Of course, we had big dogs in the taco game like Leo’s, Carnitas El Momo, Sonoratown, and Guerrilla Tacos. Each of them has defined L.A.’s modern taco scene in their own way. Attendees waited in long lines just to get a taste of these powerhouse tacos, showing that they continue to be relevant as ever.

Blama's flan taco. Credit: @GoldLineLA

You might wince at the thought of a dessert taco but Balam pulled it off. They swapped out the tortilla for a hybrid tortilla made of a corn and flour mix. It was almost like a crepe topped with a block of citrus-infused flan covered with polvorones (Mexican cookies), seared coconut candy, orange peel, and mint. It was one of the most creative tacos at event and one of my favorites.

Jonathan Perez’s Macheen also opted for an event-only menu item with a birria de res taco, partly as a response to L.A.’s obsessions with birria de res. The taco started with a 24-hour beef bone broth and added a guajillo demi glace to take it to another level. It was buttery, decadent, and like birria gravy.

**Records supplied:**

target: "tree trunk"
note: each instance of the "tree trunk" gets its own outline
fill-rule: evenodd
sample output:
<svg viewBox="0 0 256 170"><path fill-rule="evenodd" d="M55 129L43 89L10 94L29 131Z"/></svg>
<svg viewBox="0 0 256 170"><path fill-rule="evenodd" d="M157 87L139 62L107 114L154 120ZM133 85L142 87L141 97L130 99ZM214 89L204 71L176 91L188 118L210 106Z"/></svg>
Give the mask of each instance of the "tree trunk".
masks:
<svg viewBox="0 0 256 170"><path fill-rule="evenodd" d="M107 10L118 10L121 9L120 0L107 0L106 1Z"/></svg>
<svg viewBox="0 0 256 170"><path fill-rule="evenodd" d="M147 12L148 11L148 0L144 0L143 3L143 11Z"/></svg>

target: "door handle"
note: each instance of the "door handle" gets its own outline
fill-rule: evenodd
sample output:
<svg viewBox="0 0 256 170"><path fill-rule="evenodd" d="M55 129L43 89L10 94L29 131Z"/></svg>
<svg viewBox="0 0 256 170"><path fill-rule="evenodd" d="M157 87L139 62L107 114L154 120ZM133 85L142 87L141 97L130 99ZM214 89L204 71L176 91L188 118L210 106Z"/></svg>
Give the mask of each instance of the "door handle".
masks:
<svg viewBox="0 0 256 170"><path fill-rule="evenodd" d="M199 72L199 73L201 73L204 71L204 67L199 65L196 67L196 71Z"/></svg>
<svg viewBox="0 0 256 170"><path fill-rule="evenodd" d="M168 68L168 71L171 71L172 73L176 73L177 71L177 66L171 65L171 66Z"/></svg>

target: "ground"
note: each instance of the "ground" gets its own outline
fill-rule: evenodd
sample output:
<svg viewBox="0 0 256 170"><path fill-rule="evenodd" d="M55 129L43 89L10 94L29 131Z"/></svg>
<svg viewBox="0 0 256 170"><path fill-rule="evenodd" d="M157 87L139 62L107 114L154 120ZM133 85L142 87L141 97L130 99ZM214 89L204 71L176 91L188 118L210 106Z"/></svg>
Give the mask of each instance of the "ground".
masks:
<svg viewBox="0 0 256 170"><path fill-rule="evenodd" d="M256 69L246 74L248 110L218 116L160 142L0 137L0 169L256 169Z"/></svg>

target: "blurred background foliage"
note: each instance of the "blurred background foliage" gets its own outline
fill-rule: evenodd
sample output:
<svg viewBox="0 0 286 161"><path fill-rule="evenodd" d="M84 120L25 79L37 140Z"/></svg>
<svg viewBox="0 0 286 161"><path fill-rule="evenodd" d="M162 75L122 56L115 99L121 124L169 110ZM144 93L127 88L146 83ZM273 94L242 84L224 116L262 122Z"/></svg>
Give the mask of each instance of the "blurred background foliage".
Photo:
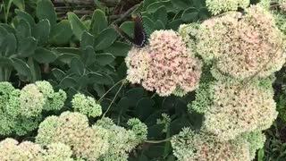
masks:
<svg viewBox="0 0 286 161"><path fill-rule="evenodd" d="M81 92L95 97L117 124L131 117L148 126L148 140L162 140L182 127L198 129L202 115L189 113L194 93L160 97L127 84L124 57L131 47L114 30L133 36L132 19L143 15L146 31L177 30L208 19L204 0L1 0L0 80L15 87L46 80L71 98ZM257 1L253 1L253 4ZM8 43L9 42L9 43ZM280 117L258 157L285 160L285 69L273 85ZM165 114L170 118L166 119ZM261 160L261 158L258 160ZM130 160L175 160L168 141L147 141Z"/></svg>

**Problems and tasks:**
**1.** Quote the taco write-up from "You might wince" to "like birria gravy.".
**2.** Answer these questions from the taco write-up:
(a) What was Balam's hybrid tortilla made of?
(b) How long was the beef bone broth for Macheen's birria de res taco cooked?
(c) Which four places are named as big dogs in the taco game?
**3.** What comes next in the taco write-up after its last sentence? Write the continuation.
The listing comes from a different source than the taco write-up.

**Answers to the exercise:**
**1.**
You might wince at the thought of a dessert taco but Balam pulled it off. They swapped out the tortilla for a hybrid tortilla made of a corn and flour mix. It was almost like a crepe topped with a block of citrus-infused flan covered with polvorones (Mexican cookies), seared coconut candy, orange peel, and mint. It was one of the most creative tacos at event and one of my favorites.

Jonathan Perez’s Macheen also opted for an event-only menu item with a birria de res taco, partly as a response to L.A.’s obsessions with birria de res. The taco started with a 24-hour beef bone broth and added a guajillo demi glace to take it to another level. It was buttery, decadent, and like birria gravy.

**2.**
(a) A corn and flour mix.
(b) 24 hours.
(c) Leo's, Carnitas El Momo, Sonoratown, and Guerrilla Tacos.

**3.**
Chef Alan Cruz of A's BBQ serving his smoked tacos. All photos by Brian Feinzimer.

At the far end of the event, A’s BBQ and East L.A. BBQ, were serving up their smoked tacos. A’s had a chopped brisket taco and a smoky cochinita pibil while East L.A. had smoked lengua. What these vendors show, more than than anything, is that the taco is left up to the imagination.

This sentiment is reflected in our publisher Alex Blazedale’s comment about the versatility of the taco. “The taco, we always saw it as a platform for expression. That’s why we called the site L.A. Taco. The taco is a canvas that you can put almost anything in it.”

Jonathan Perez is the chef and founder of Macheen.

Blazedale talked to us on the latest L.A. Taco Podcast about the origin of Taco Madness. Back in 2009, he thought it would be fun to start a March Madness-style bracket for tacos. Yuca’s won that year, but there was no live event yet. “Originally what I did was email every food writer that I loved in L.A., including Jonathan Gold,” Blazedale explained. “He participated every single year up until his death.”

What started as a fun idea became a live event that gives L.A. taco lovers a platform to represent their little slice of the city. “That’s kind of what L.A. Taco is all about, representing your neighborhood in L.A.”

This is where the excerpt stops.